**DESCRIPTION OF THE TASK:**
Update the listing below by changing every "point at" to "locate" and leaving everything else as it is.

**DATA ROWS:**
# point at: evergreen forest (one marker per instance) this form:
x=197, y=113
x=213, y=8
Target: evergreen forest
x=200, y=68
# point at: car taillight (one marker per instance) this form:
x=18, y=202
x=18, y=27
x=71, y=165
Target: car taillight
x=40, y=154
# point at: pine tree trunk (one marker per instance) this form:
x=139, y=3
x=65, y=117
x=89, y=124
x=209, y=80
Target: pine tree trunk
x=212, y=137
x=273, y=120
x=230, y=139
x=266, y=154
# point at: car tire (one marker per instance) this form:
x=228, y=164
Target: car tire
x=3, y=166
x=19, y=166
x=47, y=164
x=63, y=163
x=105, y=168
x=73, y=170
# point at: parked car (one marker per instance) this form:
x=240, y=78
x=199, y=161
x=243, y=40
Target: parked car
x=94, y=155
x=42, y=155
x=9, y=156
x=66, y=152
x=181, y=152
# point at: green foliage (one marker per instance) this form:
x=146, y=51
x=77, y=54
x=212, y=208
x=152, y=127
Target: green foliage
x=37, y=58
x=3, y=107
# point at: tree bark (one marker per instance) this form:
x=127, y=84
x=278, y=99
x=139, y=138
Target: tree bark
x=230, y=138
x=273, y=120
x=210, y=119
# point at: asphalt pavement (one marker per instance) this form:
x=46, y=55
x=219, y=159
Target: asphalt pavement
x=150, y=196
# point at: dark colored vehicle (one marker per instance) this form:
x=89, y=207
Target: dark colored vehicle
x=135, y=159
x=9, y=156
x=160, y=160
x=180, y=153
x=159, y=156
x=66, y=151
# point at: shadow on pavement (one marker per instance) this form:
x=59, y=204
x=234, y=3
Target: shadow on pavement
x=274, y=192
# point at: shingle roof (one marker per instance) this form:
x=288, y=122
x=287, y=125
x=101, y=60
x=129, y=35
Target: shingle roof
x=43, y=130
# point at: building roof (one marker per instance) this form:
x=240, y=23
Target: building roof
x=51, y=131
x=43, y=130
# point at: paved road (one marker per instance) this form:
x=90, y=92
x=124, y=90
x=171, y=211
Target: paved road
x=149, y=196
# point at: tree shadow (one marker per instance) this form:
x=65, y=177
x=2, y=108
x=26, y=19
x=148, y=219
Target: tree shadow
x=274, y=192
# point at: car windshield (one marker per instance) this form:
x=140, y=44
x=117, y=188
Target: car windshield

**THE RESPONSE:**
# locate: evergreen forest (one marker per instance) this form:
x=197, y=113
x=213, y=8
Target: evergreen forest
x=200, y=68
# locate: car taillight (one marker per instance) this form:
x=18, y=202
x=18, y=27
x=71, y=165
Target: car taillight
x=40, y=154
# locate: pine tree trunk (one marker per instance) this form:
x=139, y=3
x=65, y=117
x=89, y=124
x=209, y=80
Target: pine tree trunk
x=212, y=137
x=273, y=120
x=230, y=139
x=266, y=154
# locate: car tire (one marker per instance) this form:
x=228, y=164
Target: car tire
x=3, y=166
x=19, y=166
x=47, y=164
x=63, y=163
x=105, y=168
x=73, y=170
# locate: parked car (one marker per instance) this form:
x=240, y=78
x=199, y=161
x=243, y=40
Target: parked car
x=94, y=155
x=42, y=155
x=9, y=156
x=66, y=152
x=181, y=152
# locate: green foliage (one marker per instance) this form:
x=146, y=51
x=77, y=54
x=212, y=208
x=152, y=127
Target: green foliage
x=37, y=58
x=3, y=107
# locate: tree bark (one marker per instance) this form:
x=127, y=84
x=278, y=99
x=139, y=138
Target: tree bark
x=230, y=138
x=273, y=120
x=210, y=119
# locate: asphalt pavement (one marker per instance) this form:
x=46, y=55
x=219, y=159
Target: asphalt pavement
x=150, y=196
# locate: dark colored vehicle (one marker per instance) this form:
x=89, y=207
Target: dark colored vehicle
x=135, y=159
x=9, y=156
x=160, y=160
x=180, y=153
x=159, y=156
x=66, y=151
# locate: shadow on pavement (one marker per instance) this form:
x=59, y=204
x=234, y=3
Target: shadow on pavement
x=274, y=192
# locate: shingle roof (one marker per instance) this form:
x=288, y=122
x=287, y=125
x=101, y=60
x=129, y=35
Target: shingle roof
x=43, y=130
# locate: building roof (one marker per instance) this form:
x=240, y=23
Target: building roof
x=51, y=131
x=43, y=130
# locate: paved road (one marker per instance) this form:
x=90, y=92
x=124, y=90
x=171, y=211
Target: paved road
x=149, y=196
# locate: tree shadow (one marker per instance) this form:
x=65, y=177
x=2, y=108
x=26, y=19
x=148, y=219
Target: tree shadow
x=274, y=192
# locate: car windshield (one marker per instance) this form:
x=140, y=44
x=117, y=188
Target: car windshield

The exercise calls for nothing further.